**Excerpt**
=====

The idea behind using semantic segmentation is to recognize and understand what's in the image at pixel-level granularity. This is currently at topic of extensive deep-learning and Computer Vision research and has shown state-of-the-art results in various image-analytics problems. This talk will explore Fully Convolutional Networks (FCNs) for purpose of semantic segmentation.
Semantic Segmentation networks (SSNs) output an entire image with pixel-level predictions which immensely improve the Decision-Making capabilities of the Computer Vision system at hand. The goal is to output an image that is the same size as the original input image, and roughly resembles the original input image, but in which each pixel in the image is colored one of C colors, where C is the number of classes we are segmenting.
For a brain image scan, this could be as simple as C=2 (“tumor”, or “not tumor”). Or C could capture a much richer class set.
Standard Image Classifiers based on Convolutional Neural Networks output only a single labelled prediction. They also include a few fully connected layers after the convolutional layers which help them in detecting global shapes and structures. Fully Convolutional Networks on the other hand output pixel level predictions and they don't have any fully connected layers. They only involve convolutional layers , and hence the name.

=====

**Record set**

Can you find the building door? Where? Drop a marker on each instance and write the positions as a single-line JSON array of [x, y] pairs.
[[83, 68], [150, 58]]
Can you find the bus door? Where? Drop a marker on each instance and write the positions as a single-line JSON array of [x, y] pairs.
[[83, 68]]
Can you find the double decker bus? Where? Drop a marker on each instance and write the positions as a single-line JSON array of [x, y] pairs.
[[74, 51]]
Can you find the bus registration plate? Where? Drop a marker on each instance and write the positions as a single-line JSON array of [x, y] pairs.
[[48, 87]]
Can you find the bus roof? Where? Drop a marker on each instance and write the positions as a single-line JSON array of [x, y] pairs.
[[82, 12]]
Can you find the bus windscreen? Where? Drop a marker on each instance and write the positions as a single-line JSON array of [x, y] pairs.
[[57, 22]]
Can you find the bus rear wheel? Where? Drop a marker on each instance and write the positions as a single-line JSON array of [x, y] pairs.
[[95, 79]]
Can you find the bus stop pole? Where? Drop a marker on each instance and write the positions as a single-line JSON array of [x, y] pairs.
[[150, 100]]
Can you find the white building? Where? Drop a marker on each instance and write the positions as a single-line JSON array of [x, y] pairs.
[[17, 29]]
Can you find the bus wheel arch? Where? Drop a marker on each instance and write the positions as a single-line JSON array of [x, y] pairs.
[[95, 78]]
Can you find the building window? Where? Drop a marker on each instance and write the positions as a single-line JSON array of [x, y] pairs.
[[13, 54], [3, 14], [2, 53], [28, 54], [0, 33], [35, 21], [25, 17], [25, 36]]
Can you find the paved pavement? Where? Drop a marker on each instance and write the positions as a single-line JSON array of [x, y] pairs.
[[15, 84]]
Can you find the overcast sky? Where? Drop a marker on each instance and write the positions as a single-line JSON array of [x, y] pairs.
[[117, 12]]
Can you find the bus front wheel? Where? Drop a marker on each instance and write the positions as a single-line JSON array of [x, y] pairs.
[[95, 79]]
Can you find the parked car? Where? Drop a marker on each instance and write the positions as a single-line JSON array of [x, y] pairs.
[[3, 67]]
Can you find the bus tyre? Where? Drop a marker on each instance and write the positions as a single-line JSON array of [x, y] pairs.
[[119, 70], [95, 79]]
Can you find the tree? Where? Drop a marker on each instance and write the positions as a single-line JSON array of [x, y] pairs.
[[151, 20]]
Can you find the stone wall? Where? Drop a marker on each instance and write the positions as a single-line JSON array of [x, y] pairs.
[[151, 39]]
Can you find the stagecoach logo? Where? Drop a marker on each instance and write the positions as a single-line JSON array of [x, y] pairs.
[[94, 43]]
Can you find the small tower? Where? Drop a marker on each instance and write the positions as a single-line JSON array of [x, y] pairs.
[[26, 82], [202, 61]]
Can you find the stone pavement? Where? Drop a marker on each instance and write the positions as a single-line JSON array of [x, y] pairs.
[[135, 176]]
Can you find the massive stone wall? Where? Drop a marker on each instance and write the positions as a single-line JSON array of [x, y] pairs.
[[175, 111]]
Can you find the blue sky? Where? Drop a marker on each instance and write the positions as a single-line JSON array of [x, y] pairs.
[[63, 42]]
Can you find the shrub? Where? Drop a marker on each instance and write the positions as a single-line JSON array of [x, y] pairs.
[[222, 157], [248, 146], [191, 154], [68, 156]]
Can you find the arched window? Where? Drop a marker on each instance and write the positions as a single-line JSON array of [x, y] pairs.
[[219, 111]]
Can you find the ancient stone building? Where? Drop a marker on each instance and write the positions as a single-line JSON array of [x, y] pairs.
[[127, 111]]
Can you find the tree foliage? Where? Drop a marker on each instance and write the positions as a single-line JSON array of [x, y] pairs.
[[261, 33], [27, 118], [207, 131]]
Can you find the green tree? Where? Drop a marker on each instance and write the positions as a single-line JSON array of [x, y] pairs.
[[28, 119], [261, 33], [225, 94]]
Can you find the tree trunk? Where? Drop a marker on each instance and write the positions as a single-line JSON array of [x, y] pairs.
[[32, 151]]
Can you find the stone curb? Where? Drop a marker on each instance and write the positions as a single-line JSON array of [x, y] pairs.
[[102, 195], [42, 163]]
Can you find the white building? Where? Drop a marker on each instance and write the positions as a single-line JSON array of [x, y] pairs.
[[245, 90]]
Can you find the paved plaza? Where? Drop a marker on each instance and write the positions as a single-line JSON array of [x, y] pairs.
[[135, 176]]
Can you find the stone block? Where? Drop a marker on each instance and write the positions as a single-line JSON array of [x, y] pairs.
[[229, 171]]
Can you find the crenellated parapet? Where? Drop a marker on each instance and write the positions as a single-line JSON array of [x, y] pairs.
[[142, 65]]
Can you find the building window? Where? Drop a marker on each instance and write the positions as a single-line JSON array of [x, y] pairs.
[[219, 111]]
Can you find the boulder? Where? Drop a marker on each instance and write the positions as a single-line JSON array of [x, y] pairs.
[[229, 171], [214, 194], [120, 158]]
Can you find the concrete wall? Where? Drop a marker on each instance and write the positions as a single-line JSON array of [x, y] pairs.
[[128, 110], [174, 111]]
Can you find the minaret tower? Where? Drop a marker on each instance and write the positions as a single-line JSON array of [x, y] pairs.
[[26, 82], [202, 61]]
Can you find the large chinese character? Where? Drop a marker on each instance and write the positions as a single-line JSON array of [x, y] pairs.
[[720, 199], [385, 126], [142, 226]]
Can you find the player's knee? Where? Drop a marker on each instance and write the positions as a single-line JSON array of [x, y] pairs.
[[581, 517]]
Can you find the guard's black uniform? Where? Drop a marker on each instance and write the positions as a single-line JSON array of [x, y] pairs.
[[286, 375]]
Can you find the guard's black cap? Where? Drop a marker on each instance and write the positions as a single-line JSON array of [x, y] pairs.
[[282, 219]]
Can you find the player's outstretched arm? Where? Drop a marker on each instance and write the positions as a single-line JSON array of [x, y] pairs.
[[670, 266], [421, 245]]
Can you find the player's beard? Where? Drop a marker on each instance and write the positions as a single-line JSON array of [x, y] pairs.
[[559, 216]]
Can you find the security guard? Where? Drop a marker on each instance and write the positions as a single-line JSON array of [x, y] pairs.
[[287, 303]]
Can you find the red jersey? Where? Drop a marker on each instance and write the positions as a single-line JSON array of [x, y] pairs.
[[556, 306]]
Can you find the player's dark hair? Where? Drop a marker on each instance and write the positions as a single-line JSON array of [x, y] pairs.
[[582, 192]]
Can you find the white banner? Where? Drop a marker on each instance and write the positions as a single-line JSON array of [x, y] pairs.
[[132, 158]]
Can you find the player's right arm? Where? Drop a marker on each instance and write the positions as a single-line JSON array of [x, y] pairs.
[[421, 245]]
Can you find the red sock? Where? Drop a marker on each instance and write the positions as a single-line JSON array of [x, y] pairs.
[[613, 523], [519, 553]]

=====

**Assigned task**
Answer from the semantic segmentation text:
1. In the output image, what does C stand for?
2. What two classes does the text give for a brain image scan?
3. What kind of layers do Fully Convolutional Networks lack that standard image classifiers include?

**Answer space**
1. The number of classes being segmented.
2. "Tumor" and "not tumor."
3. Fully connected layers.